Registros de dados armazenados
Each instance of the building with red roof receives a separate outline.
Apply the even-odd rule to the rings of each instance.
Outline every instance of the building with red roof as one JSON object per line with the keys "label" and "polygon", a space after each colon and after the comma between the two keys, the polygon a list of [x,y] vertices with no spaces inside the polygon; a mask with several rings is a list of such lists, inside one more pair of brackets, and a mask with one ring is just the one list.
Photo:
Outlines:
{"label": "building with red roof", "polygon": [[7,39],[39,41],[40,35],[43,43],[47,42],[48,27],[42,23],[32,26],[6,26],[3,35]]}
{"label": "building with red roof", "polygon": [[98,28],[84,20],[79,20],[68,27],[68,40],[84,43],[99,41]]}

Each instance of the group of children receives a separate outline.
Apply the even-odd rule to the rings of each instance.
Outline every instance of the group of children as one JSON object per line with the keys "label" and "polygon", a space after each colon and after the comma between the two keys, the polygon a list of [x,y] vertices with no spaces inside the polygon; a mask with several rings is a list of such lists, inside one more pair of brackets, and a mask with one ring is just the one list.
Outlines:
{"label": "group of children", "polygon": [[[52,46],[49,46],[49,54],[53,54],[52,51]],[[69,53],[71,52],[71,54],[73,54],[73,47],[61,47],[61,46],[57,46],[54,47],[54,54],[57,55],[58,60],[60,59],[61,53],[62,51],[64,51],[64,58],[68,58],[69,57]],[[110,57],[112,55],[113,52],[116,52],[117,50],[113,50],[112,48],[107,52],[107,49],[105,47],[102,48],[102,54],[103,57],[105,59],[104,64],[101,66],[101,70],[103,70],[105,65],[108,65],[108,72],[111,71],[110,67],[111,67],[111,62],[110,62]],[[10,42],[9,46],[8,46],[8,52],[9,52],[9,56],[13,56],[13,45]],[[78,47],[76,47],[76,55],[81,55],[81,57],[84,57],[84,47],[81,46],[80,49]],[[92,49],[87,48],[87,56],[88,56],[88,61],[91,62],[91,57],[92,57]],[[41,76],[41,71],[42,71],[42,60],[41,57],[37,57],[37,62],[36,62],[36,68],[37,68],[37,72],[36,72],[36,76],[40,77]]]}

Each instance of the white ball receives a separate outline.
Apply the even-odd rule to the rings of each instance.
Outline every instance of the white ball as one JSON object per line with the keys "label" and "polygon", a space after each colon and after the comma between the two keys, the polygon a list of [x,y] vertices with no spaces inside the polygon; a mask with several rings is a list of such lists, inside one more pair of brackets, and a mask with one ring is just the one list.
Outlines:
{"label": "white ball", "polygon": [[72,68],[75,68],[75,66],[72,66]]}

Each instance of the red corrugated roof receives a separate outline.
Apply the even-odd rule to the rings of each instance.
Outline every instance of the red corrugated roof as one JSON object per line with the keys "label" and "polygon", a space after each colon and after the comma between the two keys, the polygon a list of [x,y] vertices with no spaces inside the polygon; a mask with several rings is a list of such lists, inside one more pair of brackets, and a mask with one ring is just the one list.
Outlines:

Objetivo
Converta todo o material acima em uma tabela Markdown com as colunas "Número" e "Linha", deixando de fora as linhas em branco. Numere as linhas da tabela em sequência a partir de 1.

Resultado
| Número | Linha |
|---|---|
| 1 | Each instance of the building with red roof receives a separate outline. |
| 2 | Apply the even-odd rule to the rings of each instance. |
| 3 | Outline every instance of the building with red roof as one JSON object per line with the keys "label" and "polygon", a space after each colon and after the comma between the two keys, the polygon a list of [x,y] vertices with no spaces inside the polygon; a mask with several rings is a list of such lists, inside one more pair of brackets, and a mask with one ring is just the one list. |
| 4 | Photo: |
| 5 | Outlines: |
| 6 | {"label": "building with red roof", "polygon": [[7,39],[39,41],[40,35],[43,43],[47,42],[48,27],[42,23],[32,26],[6,26],[3,35]]} |
| 7 | {"label": "building with red roof", "polygon": [[98,28],[84,20],[79,20],[68,27],[68,40],[84,43],[99,41]]} |
| 8 | Each instance of the group of children receives a separate outline. |
| 9 | Apply the even-odd rule to the rings of each instance. |
| 10 | Outline every instance of the group of children as one JSON object per line with the keys "label" and "polygon", a space after each colon and after the comma between the two keys, the polygon a list of [x,y] vertices with no spaces inside the polygon; a mask with several rings is a list of such lists, inside one more pair of brackets, and a mask with one ring is just the one list. |
| 11 | Outlines: |
| 12 | {"label": "group of children", "polygon": [[[52,46],[49,46],[49,54],[53,54],[52,51]],[[69,53],[71,52],[71,54],[73,54],[73,47],[61,47],[61,46],[57,46],[54,47],[54,54],[57,55],[58,60],[60,59],[61,53],[62,51],[64,51],[64,58],[68,58],[69,57]],[[110,57],[112,55],[113,52],[116,52],[117,50],[113,50],[112,48],[107,52],[107,49],[105,47],[102,48],[102,54],[103,57],[105,59],[104,64],[101,66],[101,70],[103,70],[105,65],[108,65],[108,72],[111,71],[110,67],[111,67],[111,62],[110,62]],[[10,42],[9,46],[8,46],[8,52],[9,52],[9,56],[13,56],[13,45]],[[78,47],[76,47],[76,55],[81,55],[81,57],[84,57],[84,47],[81,46],[80,49]],[[92,49],[87,48],[87,56],[88,56],[88,61],[91,62],[91,57],[92,57]],[[41,76],[41,71],[42,71],[42,60],[41,57],[37,57],[37,62],[36,62],[36,68],[37,68],[37,72],[36,72],[36,76],[40,77]]]} |
| 13 | Each instance of the white ball receives a separate outline. |
| 14 | Apply the even-odd rule to the rings of each instance. |
| 15 | Outline every instance of the white ball as one JSON object per line with the keys "label" and "polygon", a space after each colon and after the comma between the two keys, the polygon a list of [x,y] vertices with no spaces inside the polygon; a mask with several rings is a list of such lists, inside one more pair of brackets, and a mask with one ring is just the one list. |
| 16 | Outlines: |
| 17 | {"label": "white ball", "polygon": [[72,68],[75,68],[75,66],[72,66]]} |
| 18 | Each instance of the red corrugated roof receives a separate outline. |
| 19 | Apply the even-odd rule to the rings of each instance. |
| 20 | Outline every instance of the red corrugated roof as one JSON object per line with the keys "label" and "polygon", a space after each colon and after the comma between the two keys, the polygon a list of [x,y] vertices with no spaces inside the polygon; a mask with several rings is a list of such lists, inside one more pair of brackets, and a mask with one ring is just the one list. |
| 21 | Outlines: |